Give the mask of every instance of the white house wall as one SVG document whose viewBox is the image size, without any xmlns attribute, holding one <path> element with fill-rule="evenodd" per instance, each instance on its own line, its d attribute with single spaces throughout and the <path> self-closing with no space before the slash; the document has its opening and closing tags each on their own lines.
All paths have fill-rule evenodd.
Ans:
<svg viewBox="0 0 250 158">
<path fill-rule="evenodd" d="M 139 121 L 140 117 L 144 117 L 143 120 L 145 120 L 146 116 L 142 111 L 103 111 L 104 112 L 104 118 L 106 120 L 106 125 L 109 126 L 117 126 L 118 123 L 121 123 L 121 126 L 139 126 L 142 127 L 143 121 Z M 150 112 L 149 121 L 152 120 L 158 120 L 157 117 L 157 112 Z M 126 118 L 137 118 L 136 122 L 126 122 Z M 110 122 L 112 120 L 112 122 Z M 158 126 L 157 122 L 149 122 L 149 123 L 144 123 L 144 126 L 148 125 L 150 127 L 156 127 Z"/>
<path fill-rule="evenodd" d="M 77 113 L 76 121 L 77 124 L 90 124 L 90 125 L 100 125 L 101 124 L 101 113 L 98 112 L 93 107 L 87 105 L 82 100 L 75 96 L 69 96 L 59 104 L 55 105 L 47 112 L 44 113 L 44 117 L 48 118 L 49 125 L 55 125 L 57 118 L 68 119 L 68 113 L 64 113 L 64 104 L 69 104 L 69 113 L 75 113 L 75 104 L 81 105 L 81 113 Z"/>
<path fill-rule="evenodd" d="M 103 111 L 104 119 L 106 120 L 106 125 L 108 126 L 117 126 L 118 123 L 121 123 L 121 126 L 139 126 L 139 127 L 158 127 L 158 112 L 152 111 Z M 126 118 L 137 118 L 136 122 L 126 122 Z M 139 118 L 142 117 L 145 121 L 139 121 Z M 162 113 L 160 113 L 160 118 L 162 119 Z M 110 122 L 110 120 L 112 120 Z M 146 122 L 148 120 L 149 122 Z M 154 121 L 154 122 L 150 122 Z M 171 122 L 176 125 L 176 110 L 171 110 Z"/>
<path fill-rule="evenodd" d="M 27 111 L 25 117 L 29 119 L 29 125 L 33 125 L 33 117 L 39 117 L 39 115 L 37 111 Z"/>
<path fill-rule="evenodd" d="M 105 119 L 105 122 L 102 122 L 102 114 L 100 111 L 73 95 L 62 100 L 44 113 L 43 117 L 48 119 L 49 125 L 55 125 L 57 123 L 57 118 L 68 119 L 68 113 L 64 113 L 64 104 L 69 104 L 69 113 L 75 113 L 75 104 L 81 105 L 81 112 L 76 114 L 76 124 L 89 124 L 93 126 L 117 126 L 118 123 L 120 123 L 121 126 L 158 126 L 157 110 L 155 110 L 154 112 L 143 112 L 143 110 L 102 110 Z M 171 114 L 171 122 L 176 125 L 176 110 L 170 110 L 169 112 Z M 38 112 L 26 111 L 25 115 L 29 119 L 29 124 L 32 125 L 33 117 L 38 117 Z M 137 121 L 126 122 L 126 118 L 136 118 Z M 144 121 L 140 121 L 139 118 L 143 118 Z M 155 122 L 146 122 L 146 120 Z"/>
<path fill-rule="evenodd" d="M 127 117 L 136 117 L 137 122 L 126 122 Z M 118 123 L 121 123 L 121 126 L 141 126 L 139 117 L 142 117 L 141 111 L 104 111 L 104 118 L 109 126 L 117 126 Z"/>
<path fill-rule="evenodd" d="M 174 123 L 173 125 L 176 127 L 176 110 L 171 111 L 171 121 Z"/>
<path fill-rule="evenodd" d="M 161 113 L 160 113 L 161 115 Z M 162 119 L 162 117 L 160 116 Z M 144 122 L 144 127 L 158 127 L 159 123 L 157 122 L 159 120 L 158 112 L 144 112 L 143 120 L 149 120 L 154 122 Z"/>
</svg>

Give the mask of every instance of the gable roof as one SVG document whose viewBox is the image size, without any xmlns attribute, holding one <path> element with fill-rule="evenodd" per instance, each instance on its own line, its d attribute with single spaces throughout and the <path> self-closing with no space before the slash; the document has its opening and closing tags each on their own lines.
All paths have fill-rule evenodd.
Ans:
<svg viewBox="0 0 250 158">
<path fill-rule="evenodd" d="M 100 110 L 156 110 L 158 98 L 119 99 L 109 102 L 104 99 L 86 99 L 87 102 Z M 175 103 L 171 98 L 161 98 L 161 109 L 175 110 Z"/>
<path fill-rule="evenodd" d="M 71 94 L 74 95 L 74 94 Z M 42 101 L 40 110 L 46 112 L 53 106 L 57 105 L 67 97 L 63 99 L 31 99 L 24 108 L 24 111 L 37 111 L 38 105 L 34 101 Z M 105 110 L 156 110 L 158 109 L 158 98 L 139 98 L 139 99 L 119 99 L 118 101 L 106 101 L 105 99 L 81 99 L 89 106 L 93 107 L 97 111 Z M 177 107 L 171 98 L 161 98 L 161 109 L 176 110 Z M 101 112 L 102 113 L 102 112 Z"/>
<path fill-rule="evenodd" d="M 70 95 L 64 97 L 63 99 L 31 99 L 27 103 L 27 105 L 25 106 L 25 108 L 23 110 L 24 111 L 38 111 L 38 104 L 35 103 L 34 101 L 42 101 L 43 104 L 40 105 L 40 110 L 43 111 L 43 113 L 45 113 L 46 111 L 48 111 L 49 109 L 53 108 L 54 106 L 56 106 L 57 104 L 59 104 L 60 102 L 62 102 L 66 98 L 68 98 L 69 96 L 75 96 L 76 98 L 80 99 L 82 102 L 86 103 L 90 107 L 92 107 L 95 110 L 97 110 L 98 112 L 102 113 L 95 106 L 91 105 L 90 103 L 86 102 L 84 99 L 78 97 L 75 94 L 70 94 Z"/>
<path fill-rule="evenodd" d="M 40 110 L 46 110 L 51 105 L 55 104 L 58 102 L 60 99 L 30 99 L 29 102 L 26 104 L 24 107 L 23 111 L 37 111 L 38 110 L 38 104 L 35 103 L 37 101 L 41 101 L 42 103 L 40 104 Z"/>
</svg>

--

**EXERCISE DIRECTIONS:**
Transcribe the entire listing. Leave every word as it is.

**ANSWER BOX:**
Give the mask of every instance of the white house wall as one SVG document whose viewBox is the image size, without any xmlns attribute, holding one <path> element with fill-rule="evenodd" per instance, each instance on its own line, its d attribute with single spaces throughout and the <path> self-closing with no space before the slash; the document has its opening and closing tags each on their own lines.
All paths have fill-rule evenodd.
Ans:
<svg viewBox="0 0 250 158">
<path fill-rule="evenodd" d="M 139 121 L 140 117 L 144 117 L 143 120 L 145 120 L 146 116 L 142 111 L 103 111 L 104 112 L 104 118 L 106 120 L 106 125 L 109 126 L 117 126 L 118 123 L 121 123 L 121 126 L 139 126 L 142 127 L 143 121 Z M 150 112 L 149 121 L 152 120 L 158 120 L 157 117 L 157 112 Z M 126 118 L 137 118 L 136 122 L 126 122 Z M 110 122 L 112 120 L 112 122 Z M 158 126 L 157 122 L 149 122 L 149 123 L 144 123 L 144 126 L 148 125 L 150 127 L 156 127 Z"/>
<path fill-rule="evenodd" d="M 77 113 L 76 121 L 77 124 L 90 124 L 90 125 L 100 125 L 101 124 L 101 113 L 98 112 L 93 107 L 87 105 L 82 100 L 75 96 L 69 96 L 59 104 L 55 105 L 47 112 L 44 113 L 44 117 L 48 118 L 49 125 L 55 125 L 57 118 L 68 119 L 68 113 L 64 113 L 64 104 L 69 104 L 69 113 L 75 113 L 75 104 L 81 105 L 81 113 Z"/>
<path fill-rule="evenodd" d="M 103 111 L 104 119 L 106 120 L 106 125 L 108 126 L 117 126 L 118 123 L 121 123 L 121 126 L 139 126 L 139 127 L 158 127 L 158 112 L 152 111 Z M 126 118 L 137 118 L 136 122 L 126 122 Z M 139 118 L 142 117 L 145 121 L 139 121 Z M 162 113 L 160 113 L 160 118 L 162 119 Z M 110 122 L 110 120 L 112 120 Z M 146 122 L 148 120 L 149 122 Z M 154 121 L 154 122 L 150 122 Z M 171 122 L 176 125 L 176 110 L 171 110 Z"/>
<path fill-rule="evenodd" d="M 27 111 L 25 117 L 29 119 L 29 125 L 33 125 L 33 117 L 39 117 L 39 115 L 37 111 Z"/>
<path fill-rule="evenodd" d="M 105 119 L 105 122 L 102 122 L 102 114 L 100 111 L 73 95 L 62 100 L 44 113 L 43 117 L 48 119 L 49 125 L 55 125 L 57 123 L 57 118 L 68 119 L 68 113 L 64 113 L 64 104 L 69 104 L 69 113 L 75 113 L 75 104 L 81 105 L 81 112 L 76 114 L 76 124 L 89 124 L 93 126 L 117 126 L 118 123 L 120 123 L 121 126 L 158 126 L 157 110 L 155 110 L 154 112 L 143 112 L 143 110 L 102 110 Z M 171 114 L 171 122 L 176 125 L 176 110 L 170 110 L 169 112 Z M 38 112 L 26 111 L 25 115 L 29 119 L 29 124 L 32 125 L 33 117 L 38 117 Z M 137 121 L 126 122 L 126 118 L 136 118 Z M 144 121 L 140 121 L 139 118 L 143 118 Z M 155 122 L 146 122 L 146 120 Z"/>
<path fill-rule="evenodd" d="M 127 117 L 136 117 L 137 122 L 126 122 Z M 118 123 L 121 123 L 121 126 L 141 126 L 139 117 L 142 117 L 141 111 L 104 111 L 104 118 L 109 126 L 117 126 Z"/>
<path fill-rule="evenodd" d="M 174 123 L 173 125 L 176 127 L 176 110 L 171 111 L 171 121 Z"/>
<path fill-rule="evenodd" d="M 161 113 L 160 113 L 161 115 Z M 162 119 L 162 117 L 160 116 Z M 144 122 L 144 127 L 158 127 L 159 123 L 157 122 L 159 120 L 158 112 L 144 112 L 143 120 L 149 120 L 154 122 Z"/>
</svg>

Give the mask of every instance of the gable roof as one SVG document whose viewBox is the image size, without any xmlns attribute, holding one <path> element with fill-rule="evenodd" per instance, each instance on its own line, its d attribute with single spaces throughout and the <path> self-closing with no space before the slash; the document has its opening and closing tags each on their own lines.
All paths have fill-rule evenodd.
Ans:
<svg viewBox="0 0 250 158">
<path fill-rule="evenodd" d="M 100 110 L 156 110 L 158 98 L 119 99 L 109 102 L 104 99 L 86 99 L 87 102 Z M 175 103 L 171 98 L 161 98 L 161 109 L 175 110 Z"/>
<path fill-rule="evenodd" d="M 71 94 L 74 95 L 74 94 Z M 42 101 L 40 110 L 46 112 L 53 106 L 57 105 L 67 97 L 63 99 L 31 99 L 24 108 L 24 111 L 37 111 L 38 105 L 34 101 Z M 105 110 L 156 110 L 158 109 L 158 98 L 139 98 L 139 99 L 119 99 L 118 101 L 106 101 L 105 99 L 81 99 L 89 106 L 93 107 L 97 111 Z M 177 107 L 171 98 L 161 98 L 161 109 L 176 110 Z M 101 112 L 102 113 L 102 112 Z"/>
<path fill-rule="evenodd" d="M 70 95 L 64 97 L 63 99 L 31 99 L 27 103 L 27 105 L 25 106 L 25 108 L 23 110 L 24 111 L 38 111 L 38 104 L 35 103 L 34 101 L 42 101 L 43 104 L 40 105 L 40 110 L 43 111 L 43 113 L 45 113 L 46 111 L 48 111 L 49 109 L 53 108 L 54 106 L 56 106 L 57 104 L 59 104 L 60 102 L 62 102 L 66 98 L 68 98 L 69 96 L 75 96 L 76 98 L 80 99 L 82 102 L 86 103 L 90 107 L 92 107 L 95 110 L 97 110 L 98 112 L 102 113 L 95 106 L 91 105 L 90 103 L 86 102 L 84 99 L 78 97 L 75 94 L 70 94 Z"/>
<path fill-rule="evenodd" d="M 40 110 L 46 110 L 51 105 L 55 104 L 58 102 L 60 99 L 30 99 L 29 102 L 26 104 L 24 107 L 23 111 L 37 111 L 38 110 L 38 104 L 35 103 L 37 101 L 41 101 L 42 103 L 40 104 Z"/>
</svg>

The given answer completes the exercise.